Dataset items

· · · · ·

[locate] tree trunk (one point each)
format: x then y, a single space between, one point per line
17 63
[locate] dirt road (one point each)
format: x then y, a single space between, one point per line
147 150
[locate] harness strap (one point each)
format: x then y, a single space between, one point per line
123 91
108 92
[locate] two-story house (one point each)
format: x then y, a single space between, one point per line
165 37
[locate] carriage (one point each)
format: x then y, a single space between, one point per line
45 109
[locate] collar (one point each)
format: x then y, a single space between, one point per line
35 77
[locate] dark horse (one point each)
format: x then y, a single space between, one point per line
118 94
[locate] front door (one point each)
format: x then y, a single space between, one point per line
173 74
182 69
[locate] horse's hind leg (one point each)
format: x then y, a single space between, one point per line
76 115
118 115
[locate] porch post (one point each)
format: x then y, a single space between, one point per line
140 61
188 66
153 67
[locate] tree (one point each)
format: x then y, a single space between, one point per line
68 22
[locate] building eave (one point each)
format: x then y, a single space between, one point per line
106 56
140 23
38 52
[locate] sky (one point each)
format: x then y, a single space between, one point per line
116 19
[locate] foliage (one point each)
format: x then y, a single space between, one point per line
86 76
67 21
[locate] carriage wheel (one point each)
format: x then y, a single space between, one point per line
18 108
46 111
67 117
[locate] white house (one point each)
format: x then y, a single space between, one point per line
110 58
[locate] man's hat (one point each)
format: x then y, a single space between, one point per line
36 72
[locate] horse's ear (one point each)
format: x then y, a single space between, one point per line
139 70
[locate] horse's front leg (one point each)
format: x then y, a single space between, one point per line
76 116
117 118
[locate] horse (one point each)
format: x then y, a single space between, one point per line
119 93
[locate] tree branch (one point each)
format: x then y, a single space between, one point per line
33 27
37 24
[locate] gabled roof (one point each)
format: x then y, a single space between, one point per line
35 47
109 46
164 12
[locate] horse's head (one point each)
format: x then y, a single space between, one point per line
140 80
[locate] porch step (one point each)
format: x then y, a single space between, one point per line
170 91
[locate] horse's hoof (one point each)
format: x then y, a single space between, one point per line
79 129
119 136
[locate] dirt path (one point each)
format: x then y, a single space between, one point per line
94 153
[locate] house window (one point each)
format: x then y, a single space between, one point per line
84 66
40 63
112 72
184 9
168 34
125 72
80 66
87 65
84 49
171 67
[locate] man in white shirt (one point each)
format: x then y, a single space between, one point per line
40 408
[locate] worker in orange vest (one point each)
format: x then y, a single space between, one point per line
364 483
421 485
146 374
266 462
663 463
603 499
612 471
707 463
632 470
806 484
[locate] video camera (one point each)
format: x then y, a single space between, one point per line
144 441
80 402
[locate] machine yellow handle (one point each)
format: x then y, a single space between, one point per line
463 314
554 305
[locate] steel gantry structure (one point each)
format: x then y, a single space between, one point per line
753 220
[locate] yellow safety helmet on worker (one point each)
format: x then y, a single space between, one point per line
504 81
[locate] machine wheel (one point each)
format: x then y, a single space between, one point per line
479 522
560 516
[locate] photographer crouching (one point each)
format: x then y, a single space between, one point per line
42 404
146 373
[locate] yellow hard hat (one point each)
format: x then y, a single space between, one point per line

· · · · ·

Extract each line from the entries above that contains the string "house".

[locate] two-story house (one point each)
[locate] white house (one point each)
[locate] house window (one point each)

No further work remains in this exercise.